◆ The problem
For the records below, output every line from the one holding "Annotate refrigerator door" through the final line, unaltered, and no other lines.

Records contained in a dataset
BEGIN
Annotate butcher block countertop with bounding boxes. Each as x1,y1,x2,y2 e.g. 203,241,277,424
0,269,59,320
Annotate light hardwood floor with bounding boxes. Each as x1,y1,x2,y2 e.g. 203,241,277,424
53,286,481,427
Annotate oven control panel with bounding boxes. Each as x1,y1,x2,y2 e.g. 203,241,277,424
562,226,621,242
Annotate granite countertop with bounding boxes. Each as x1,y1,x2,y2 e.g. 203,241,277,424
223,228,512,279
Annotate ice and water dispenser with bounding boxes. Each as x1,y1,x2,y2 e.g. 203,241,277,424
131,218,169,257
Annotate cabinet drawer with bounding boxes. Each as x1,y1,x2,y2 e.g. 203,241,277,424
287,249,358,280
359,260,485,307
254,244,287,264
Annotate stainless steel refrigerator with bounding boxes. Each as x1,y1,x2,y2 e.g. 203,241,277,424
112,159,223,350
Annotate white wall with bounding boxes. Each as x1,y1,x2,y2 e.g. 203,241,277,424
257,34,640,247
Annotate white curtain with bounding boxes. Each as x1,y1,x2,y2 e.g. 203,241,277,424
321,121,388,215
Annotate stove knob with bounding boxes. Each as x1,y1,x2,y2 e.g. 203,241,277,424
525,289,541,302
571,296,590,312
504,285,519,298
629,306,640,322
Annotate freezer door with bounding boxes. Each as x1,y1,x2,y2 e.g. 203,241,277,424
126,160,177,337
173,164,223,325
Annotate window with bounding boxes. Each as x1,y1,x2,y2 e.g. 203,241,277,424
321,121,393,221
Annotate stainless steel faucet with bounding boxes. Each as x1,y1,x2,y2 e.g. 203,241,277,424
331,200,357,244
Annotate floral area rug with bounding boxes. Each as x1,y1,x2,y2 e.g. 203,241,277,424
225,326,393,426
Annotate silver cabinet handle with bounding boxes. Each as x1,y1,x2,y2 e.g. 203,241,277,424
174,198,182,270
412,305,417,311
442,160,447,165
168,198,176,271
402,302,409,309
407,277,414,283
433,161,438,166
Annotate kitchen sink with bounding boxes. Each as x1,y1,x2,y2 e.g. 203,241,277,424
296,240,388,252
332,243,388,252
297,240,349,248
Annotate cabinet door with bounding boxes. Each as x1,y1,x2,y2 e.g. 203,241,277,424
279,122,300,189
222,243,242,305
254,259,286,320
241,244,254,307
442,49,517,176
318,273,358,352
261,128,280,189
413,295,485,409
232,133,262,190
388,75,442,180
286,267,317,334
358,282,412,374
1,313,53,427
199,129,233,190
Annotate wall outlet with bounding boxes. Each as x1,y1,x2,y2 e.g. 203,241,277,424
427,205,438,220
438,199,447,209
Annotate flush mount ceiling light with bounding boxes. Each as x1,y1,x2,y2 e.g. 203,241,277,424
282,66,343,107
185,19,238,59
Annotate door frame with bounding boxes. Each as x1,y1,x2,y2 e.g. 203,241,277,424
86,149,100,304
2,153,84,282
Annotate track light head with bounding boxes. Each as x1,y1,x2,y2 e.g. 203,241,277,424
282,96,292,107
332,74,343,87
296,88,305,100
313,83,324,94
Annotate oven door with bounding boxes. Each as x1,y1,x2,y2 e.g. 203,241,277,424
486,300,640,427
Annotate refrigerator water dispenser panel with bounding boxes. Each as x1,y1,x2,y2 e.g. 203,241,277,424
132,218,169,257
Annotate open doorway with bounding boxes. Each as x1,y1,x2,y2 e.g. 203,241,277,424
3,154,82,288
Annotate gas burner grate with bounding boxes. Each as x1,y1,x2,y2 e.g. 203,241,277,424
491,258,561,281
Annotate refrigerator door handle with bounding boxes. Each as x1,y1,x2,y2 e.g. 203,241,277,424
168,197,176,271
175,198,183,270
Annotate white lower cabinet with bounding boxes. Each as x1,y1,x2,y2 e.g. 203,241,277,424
END
◆ Output
Annotate refrigerator door handle with bounding boxes. Each as x1,y1,x2,y2 e.g. 203,241,277,424
168,197,176,271
175,198,183,270
Annotate white lower cabinet with bounding boxes. Each as x1,y1,x2,y2 e.g. 203,241,277,424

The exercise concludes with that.